• **What you should do**:
Pick out every line in the records that contains the word "calm" and copy each one. Case matters.

Source data:
• • • • • • •

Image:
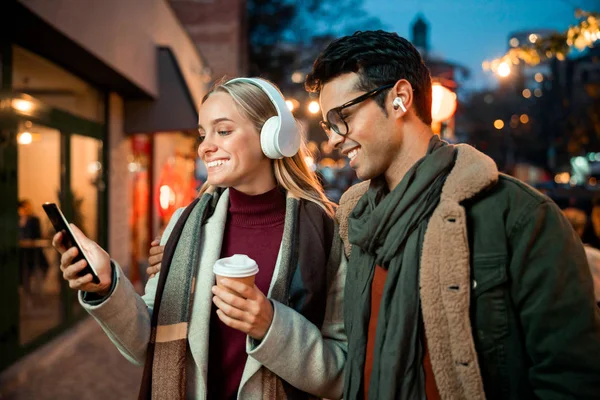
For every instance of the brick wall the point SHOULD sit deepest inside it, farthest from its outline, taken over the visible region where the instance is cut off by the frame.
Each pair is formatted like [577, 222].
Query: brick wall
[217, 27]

• • • • • • •

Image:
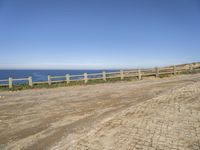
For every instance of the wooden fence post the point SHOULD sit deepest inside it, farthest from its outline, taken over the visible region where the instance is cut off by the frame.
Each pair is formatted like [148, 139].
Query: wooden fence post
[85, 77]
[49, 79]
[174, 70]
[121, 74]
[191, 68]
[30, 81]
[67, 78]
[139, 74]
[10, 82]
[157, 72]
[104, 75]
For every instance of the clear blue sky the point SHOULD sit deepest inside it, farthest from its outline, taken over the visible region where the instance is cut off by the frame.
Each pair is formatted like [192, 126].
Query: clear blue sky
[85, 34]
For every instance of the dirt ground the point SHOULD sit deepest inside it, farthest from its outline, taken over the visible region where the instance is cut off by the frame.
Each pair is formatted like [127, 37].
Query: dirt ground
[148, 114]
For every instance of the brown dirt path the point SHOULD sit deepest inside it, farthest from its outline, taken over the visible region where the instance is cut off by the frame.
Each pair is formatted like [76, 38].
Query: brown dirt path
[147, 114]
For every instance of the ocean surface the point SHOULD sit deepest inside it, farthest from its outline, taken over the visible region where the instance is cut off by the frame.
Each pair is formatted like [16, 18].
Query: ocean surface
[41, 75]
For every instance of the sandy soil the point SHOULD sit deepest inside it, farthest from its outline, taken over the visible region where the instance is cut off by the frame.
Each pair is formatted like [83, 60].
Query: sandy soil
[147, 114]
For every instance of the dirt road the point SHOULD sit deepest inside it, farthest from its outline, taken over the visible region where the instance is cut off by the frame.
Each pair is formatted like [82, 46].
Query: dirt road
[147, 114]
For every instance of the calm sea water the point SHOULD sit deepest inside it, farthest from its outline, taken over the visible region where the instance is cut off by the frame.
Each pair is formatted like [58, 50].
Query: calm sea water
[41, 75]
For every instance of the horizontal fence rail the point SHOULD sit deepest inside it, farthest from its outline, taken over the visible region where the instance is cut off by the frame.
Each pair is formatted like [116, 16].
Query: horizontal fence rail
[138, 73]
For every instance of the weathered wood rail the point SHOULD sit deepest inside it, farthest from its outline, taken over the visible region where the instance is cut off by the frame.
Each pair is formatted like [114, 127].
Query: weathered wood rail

• • • • • • •

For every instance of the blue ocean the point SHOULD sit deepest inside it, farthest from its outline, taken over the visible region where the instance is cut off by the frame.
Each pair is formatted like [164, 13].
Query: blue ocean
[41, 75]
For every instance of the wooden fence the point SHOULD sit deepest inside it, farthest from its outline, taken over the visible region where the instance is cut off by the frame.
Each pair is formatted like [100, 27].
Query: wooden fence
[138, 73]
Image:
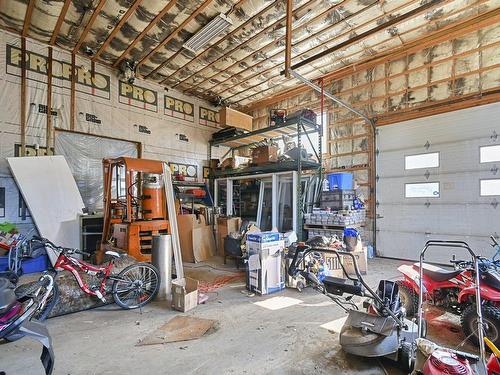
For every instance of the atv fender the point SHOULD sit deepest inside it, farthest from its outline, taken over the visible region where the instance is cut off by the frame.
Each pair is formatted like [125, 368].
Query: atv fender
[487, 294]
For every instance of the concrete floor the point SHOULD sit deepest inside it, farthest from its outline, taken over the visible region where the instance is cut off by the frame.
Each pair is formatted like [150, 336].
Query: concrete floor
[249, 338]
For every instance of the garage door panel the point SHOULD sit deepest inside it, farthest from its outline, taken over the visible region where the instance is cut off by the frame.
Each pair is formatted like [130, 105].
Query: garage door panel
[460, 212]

• • • • • • •

• **Problem solution**:
For every instance of the calm sea water the point SHOULD sit deepest inside it, farthest from its outline, taken over the visible region where the instance is cut off by the frame.
Query: calm sea water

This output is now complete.